## WHAT TO DO
Both the line with "pixel 607 257" and the line with "pixel 59 445" in the records below must appear in the output, along with every line between them, exactly and with nothing added.

------------------------------------------------

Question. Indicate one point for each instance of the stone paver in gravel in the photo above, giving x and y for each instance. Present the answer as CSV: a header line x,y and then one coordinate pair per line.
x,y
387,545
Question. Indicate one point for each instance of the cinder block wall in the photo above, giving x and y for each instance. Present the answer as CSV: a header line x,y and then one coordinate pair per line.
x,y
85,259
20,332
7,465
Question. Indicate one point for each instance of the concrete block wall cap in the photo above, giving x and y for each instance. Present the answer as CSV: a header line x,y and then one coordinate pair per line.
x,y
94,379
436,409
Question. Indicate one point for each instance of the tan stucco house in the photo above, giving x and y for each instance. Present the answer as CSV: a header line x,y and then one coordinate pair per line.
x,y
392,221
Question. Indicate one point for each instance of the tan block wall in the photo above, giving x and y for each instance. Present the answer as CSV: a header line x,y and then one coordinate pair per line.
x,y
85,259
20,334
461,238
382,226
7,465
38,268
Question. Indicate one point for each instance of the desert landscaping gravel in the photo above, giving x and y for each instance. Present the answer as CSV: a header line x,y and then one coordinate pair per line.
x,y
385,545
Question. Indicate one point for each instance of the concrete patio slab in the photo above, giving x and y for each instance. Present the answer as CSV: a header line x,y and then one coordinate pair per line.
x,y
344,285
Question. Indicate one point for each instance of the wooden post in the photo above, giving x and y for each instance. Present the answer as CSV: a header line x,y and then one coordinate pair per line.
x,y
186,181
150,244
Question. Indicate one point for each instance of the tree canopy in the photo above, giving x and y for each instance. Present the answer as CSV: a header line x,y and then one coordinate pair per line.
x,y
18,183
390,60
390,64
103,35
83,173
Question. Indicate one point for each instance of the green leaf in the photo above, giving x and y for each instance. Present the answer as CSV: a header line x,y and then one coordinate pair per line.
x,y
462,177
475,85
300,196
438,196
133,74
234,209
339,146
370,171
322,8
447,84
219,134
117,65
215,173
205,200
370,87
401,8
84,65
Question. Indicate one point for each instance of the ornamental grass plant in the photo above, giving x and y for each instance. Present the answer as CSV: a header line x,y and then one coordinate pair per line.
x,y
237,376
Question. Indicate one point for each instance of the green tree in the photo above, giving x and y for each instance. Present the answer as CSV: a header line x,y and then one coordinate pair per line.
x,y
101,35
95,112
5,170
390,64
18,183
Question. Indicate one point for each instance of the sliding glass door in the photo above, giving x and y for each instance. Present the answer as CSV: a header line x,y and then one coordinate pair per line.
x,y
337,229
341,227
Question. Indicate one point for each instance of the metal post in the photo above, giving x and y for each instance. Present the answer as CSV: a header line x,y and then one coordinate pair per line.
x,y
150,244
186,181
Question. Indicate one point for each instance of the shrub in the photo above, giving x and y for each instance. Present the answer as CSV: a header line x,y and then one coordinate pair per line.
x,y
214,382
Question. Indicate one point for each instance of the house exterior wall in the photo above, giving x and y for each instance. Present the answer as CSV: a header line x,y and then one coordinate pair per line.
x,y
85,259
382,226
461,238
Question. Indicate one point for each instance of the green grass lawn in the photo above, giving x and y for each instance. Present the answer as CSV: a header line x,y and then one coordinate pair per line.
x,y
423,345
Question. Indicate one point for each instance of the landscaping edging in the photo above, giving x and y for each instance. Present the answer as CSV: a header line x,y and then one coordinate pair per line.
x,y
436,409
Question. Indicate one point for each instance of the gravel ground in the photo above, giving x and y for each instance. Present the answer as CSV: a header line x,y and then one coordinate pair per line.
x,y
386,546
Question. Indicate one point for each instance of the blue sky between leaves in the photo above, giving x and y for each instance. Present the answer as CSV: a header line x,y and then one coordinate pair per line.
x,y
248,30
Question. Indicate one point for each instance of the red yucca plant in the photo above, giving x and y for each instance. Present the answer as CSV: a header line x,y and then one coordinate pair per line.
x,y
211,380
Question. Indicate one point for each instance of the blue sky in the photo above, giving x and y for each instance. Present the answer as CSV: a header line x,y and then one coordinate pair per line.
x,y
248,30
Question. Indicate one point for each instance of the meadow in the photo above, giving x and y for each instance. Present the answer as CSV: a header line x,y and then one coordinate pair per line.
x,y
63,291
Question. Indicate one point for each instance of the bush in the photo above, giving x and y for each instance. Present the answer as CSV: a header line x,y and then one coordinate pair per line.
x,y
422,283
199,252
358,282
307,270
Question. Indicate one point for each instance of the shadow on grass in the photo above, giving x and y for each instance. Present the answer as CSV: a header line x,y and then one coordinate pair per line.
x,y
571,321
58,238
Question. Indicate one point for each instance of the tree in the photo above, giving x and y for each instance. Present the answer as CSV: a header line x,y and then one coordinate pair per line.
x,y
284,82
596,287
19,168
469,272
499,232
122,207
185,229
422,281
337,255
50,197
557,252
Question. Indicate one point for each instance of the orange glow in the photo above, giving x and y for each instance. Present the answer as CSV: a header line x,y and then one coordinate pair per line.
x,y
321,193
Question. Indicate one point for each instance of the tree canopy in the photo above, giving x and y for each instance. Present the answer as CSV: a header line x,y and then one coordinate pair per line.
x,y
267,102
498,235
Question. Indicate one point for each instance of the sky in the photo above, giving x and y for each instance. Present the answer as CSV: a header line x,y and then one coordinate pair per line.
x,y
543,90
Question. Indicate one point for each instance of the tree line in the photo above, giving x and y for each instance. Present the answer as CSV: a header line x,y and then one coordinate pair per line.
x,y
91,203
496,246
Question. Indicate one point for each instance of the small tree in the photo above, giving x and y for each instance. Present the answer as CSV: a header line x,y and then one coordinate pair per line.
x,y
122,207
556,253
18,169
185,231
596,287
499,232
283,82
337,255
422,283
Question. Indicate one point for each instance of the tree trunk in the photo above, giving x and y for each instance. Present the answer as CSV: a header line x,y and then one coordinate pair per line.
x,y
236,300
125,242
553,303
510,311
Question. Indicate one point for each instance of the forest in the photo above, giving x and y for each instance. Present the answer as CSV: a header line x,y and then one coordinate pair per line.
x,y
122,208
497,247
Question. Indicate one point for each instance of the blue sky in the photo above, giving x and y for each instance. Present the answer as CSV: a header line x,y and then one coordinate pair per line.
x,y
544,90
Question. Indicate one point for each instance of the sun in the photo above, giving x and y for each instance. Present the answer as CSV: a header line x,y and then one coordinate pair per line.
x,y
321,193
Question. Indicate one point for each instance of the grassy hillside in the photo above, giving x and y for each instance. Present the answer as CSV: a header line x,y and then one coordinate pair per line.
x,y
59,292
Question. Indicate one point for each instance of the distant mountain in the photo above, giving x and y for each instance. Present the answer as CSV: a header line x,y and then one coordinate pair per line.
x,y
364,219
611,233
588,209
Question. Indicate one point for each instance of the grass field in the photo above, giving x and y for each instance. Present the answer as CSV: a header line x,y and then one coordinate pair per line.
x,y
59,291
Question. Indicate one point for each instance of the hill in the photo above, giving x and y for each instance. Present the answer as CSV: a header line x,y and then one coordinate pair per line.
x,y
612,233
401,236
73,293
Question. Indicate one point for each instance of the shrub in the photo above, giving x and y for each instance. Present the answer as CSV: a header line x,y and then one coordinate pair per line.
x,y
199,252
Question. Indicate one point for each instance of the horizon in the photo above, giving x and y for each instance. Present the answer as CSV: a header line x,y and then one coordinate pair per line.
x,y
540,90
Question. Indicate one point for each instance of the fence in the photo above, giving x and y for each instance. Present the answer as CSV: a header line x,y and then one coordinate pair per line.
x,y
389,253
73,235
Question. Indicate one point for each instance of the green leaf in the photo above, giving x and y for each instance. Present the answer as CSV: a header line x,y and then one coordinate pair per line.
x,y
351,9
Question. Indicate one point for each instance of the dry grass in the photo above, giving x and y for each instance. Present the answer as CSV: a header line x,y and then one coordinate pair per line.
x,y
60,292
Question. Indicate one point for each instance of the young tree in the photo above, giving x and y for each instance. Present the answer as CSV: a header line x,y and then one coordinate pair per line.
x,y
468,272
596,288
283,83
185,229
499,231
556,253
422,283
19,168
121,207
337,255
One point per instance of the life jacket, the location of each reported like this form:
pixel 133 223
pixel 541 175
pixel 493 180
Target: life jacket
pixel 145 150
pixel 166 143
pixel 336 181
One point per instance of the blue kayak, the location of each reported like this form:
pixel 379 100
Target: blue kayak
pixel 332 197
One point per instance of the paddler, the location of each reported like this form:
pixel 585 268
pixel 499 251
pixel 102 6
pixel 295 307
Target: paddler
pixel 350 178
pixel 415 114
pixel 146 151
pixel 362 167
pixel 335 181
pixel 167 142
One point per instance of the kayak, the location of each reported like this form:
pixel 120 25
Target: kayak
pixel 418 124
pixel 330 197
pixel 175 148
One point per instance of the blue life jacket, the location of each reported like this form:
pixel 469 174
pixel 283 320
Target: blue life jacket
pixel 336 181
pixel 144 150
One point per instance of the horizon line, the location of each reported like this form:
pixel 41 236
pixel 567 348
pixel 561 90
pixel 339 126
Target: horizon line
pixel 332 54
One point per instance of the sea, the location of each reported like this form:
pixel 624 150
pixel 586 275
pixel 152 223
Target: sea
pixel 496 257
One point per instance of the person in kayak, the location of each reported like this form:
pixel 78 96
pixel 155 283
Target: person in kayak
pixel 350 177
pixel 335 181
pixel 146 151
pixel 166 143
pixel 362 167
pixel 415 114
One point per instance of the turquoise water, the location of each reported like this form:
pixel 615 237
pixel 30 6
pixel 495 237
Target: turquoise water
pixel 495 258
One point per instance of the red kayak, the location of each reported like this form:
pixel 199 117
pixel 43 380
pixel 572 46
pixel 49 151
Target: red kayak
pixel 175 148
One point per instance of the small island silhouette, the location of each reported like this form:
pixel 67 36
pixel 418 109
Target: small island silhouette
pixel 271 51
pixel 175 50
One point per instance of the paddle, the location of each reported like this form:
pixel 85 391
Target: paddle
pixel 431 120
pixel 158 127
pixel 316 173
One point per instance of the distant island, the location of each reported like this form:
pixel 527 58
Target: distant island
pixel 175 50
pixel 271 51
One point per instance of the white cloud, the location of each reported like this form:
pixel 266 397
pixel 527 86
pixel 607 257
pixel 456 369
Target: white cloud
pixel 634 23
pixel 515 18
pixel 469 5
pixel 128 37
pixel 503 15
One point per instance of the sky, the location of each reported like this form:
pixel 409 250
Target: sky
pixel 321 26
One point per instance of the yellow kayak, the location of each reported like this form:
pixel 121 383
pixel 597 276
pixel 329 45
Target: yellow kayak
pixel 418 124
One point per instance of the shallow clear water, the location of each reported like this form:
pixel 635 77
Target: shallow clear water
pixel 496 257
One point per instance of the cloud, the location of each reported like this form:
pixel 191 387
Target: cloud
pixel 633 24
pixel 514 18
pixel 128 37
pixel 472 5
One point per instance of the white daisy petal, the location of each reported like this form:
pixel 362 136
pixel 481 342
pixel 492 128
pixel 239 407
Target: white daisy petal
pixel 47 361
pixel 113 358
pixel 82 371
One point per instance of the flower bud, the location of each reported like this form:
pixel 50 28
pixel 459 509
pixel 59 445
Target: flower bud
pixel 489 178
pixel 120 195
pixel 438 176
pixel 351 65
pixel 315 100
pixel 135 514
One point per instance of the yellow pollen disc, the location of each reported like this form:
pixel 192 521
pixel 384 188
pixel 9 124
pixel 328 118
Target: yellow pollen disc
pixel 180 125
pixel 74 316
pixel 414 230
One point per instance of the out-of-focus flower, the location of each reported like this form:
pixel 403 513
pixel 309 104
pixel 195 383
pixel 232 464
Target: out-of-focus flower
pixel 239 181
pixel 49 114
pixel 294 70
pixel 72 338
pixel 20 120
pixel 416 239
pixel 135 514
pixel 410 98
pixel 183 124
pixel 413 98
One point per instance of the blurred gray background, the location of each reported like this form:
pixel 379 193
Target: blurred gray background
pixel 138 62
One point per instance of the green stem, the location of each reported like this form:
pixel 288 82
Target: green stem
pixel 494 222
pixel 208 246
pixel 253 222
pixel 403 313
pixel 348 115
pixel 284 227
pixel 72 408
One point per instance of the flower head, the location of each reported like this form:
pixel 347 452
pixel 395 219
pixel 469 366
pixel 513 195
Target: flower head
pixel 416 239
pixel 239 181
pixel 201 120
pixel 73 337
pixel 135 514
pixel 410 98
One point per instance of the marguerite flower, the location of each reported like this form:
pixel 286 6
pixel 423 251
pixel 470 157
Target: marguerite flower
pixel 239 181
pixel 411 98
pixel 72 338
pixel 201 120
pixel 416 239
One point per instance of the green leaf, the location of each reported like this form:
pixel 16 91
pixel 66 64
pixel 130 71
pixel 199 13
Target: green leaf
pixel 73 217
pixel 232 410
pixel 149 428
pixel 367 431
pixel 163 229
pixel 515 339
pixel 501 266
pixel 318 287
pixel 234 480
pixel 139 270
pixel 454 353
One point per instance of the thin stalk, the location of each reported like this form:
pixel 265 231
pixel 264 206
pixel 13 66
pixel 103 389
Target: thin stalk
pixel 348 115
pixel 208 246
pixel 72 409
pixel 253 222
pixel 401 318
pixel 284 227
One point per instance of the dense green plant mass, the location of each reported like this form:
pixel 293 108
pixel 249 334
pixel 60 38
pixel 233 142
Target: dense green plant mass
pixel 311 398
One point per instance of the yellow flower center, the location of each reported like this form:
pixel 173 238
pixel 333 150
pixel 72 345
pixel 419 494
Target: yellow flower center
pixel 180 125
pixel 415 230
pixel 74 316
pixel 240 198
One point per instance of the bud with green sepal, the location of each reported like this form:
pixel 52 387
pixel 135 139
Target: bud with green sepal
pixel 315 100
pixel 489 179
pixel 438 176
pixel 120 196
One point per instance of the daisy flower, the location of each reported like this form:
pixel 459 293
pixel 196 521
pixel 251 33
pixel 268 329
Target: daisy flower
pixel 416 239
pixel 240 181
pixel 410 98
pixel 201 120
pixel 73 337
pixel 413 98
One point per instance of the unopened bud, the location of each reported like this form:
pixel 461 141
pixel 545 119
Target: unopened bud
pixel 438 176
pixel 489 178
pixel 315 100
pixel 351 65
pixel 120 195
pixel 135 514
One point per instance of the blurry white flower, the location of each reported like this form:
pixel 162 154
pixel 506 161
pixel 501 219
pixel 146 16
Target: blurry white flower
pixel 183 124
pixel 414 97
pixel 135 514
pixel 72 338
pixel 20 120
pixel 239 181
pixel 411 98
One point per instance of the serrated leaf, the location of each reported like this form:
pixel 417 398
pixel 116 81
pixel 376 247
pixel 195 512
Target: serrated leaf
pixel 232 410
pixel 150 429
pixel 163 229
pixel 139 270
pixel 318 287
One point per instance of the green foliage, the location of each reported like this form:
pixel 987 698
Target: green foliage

------------------------------------------------

## SOLVED EXERCISE
pixel 607 257
pixel 456 369
Target: white cloud
pixel 634 23
pixel 515 18
pixel 469 5
pixel 128 37
pixel 503 15
One point per instance of the sky, the location of each reported like this form:
pixel 409 250
Target: sky
pixel 321 26
One point per instance of the yellow kayak, the location of each reported like this form:
pixel 121 383
pixel 597 276
pixel 329 45
Target: yellow kayak
pixel 418 124
One point per instance of the shallow clear water, the location of each reported like this form:
pixel 635 77
Target: shallow clear water
pixel 496 257
One point per instance of the cloud, the location of each reported like this form:
pixel 191 387
Target: cloud
pixel 633 24
pixel 514 18
pixel 128 37
pixel 472 5
One point per instance of the white daisy petal, the location of each reported like this form:
pixel 362 136
pixel 481 342
pixel 492 128
pixel 239 407
Target: white daisy petal
pixel 47 361
pixel 113 358
pixel 82 371
One point per instance of the flower bud, the location of each reported like this form:
pixel 50 28
pixel 459 509
pixel 59 445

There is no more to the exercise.